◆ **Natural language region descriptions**
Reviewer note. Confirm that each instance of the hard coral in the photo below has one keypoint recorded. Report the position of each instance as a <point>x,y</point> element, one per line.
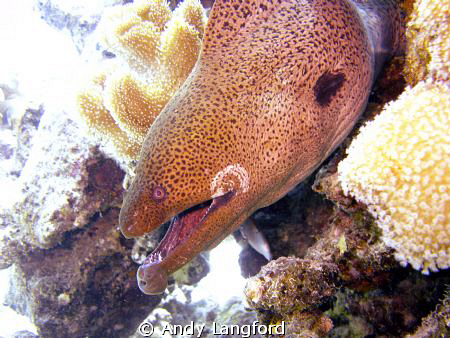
<point>160,49</point>
<point>399,166</point>
<point>428,34</point>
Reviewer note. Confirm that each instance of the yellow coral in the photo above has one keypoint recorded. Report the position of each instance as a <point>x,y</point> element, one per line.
<point>134,105</point>
<point>98,118</point>
<point>399,166</point>
<point>133,31</point>
<point>428,34</point>
<point>160,48</point>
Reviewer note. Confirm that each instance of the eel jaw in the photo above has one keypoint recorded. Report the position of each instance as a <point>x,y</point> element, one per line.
<point>151,276</point>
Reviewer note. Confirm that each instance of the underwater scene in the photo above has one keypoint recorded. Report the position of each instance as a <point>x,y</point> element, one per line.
<point>224,168</point>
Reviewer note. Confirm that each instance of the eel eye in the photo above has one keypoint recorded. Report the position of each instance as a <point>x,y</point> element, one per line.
<point>158,194</point>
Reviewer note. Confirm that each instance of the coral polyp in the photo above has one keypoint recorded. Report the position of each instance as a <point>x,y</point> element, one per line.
<point>399,167</point>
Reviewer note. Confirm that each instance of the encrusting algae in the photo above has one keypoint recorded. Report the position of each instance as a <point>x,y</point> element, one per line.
<point>156,49</point>
<point>399,167</point>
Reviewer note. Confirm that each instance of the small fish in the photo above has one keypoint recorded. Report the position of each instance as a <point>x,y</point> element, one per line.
<point>277,87</point>
<point>255,238</point>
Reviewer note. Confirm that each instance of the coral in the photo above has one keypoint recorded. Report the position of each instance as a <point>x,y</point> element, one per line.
<point>428,34</point>
<point>290,283</point>
<point>160,48</point>
<point>437,323</point>
<point>82,287</point>
<point>399,166</point>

◆ **Your goal**
Without any of the pictures, set the entries down again exactly as written.

◆ **Reply**
Reviewer note. Confirm that each instance of the hard coral in the photo below has one keypoint recorded. Report the position of each instance as a <point>x,y</point> element, one per line.
<point>160,49</point>
<point>399,166</point>
<point>428,34</point>
Reviewer note. Confirm that each instance of the yellow coral in the photo above has one keypoint recorded. Report the position of each instance as a <point>x,y</point> element, one per line.
<point>134,105</point>
<point>98,118</point>
<point>399,166</point>
<point>133,31</point>
<point>428,34</point>
<point>160,48</point>
Reviewer note. Confirm that each instance of the eel jaw in the photo above has one keypoint recorded. Report the position of each instance as a <point>x,y</point> element, one per line.
<point>151,276</point>
Reviewer note. Confirm that each instance of the underwater scene in the photo above has one keypoint recorded. Report the position of each instance as a <point>x,y</point> element, one per line.
<point>224,168</point>
Reviewer note. Confirm that each instance of the eel eye in the photo above has one keypoint recorded. Report the position of each instance as a <point>x,y</point> element, one per line.
<point>158,194</point>
Reviewer note. Confirm that each instance of the coral polyp in the photo above has one keypoint recorded. Report the position of each instance as a <point>x,y</point> element, one per line.
<point>399,167</point>
Reviewer note. Confirm that each instance of the encrusting algae in the photo above has one keypoint recorded. Report the position of each instance as a <point>x,y</point> element, one per line.
<point>156,49</point>
<point>399,167</point>
Reviewer note. Confirm that each instance of the small fish in the photo above has one keypoint recorded. Report the position of each instance as a <point>x,y</point> element, one per line.
<point>277,87</point>
<point>255,238</point>
Reviewer note. Confirm that each instance of the coral in the photo above has one keypoint recorded. Report the position of each instance as a <point>x,y</point> element, one per line.
<point>428,34</point>
<point>290,283</point>
<point>160,48</point>
<point>437,323</point>
<point>82,287</point>
<point>399,166</point>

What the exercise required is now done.